** Start of STORED ROWS **

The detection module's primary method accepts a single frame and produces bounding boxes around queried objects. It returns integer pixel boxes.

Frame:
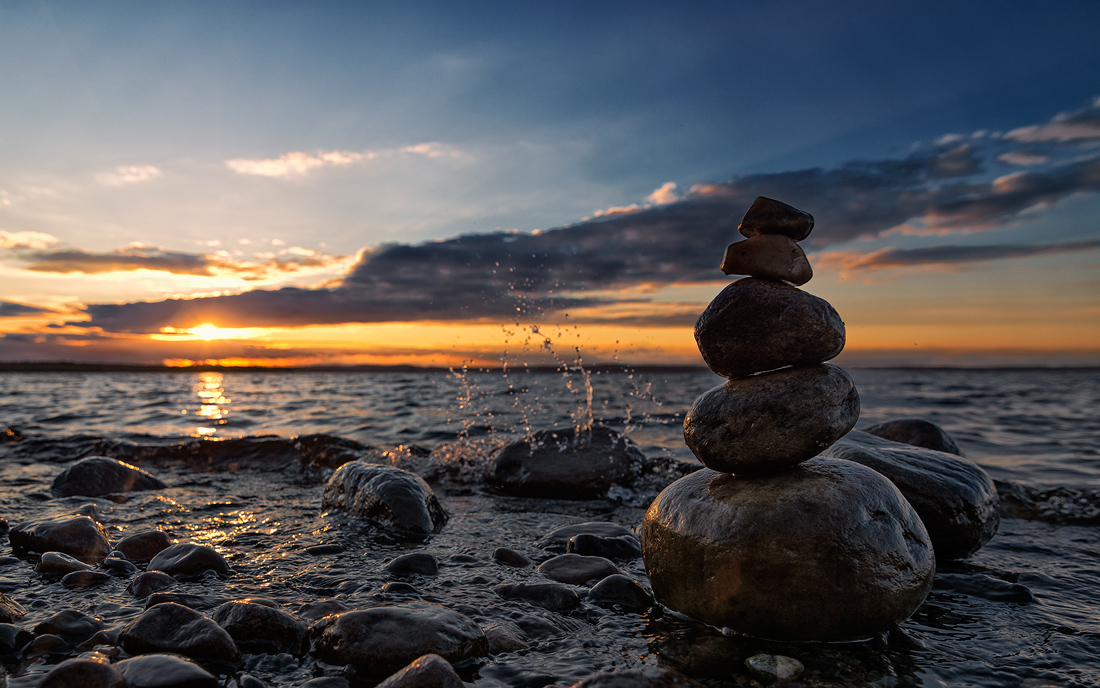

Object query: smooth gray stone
[149,543,232,580]
[684,363,859,474]
[737,196,814,241]
[119,602,241,664]
[210,600,306,655]
[8,516,111,564]
[488,425,646,500]
[50,457,168,496]
[375,654,465,688]
[114,654,218,688]
[321,461,447,539]
[641,458,935,641]
[824,430,1001,560]
[722,234,814,286]
[309,602,488,678]
[695,277,845,378]
[859,418,964,456]
[538,554,623,586]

** End of STORED ROWS **

[WHAT THE TASK REQUIRES]:
Render every line of the material above as a Markdown table with the columns "Row" and "Content", numbering the rows and leaving out blank lines. Omit the pictures from the answer.

[FINAL RESULT]:
| Row | Content |
|---|---|
| 1 | The detection module's primary method accepts a single frame and produces bounding boxes around queried objects. It returns integer pixel boxes. |
| 2 | Frame: |
| 3 | Object query: smooth gray stone |
| 4 | [149,543,232,580] |
| 5 | [684,363,859,474] |
| 6 | [737,196,814,241] |
| 7 | [119,602,241,664] |
| 8 | [210,600,306,655] |
| 9 | [8,516,111,564] |
| 10 | [488,425,646,500] |
| 11 | [50,457,168,496] |
| 12 | [375,654,465,688] |
| 13 | [114,654,218,688] |
| 14 | [321,461,447,539] |
| 15 | [641,458,935,641] |
| 16 | [824,430,1001,560] |
| 17 | [722,234,814,286] |
| 18 | [309,602,488,678] |
| 19 | [695,277,845,378] |
| 20 | [859,418,964,456] |
| 21 | [538,554,623,586] |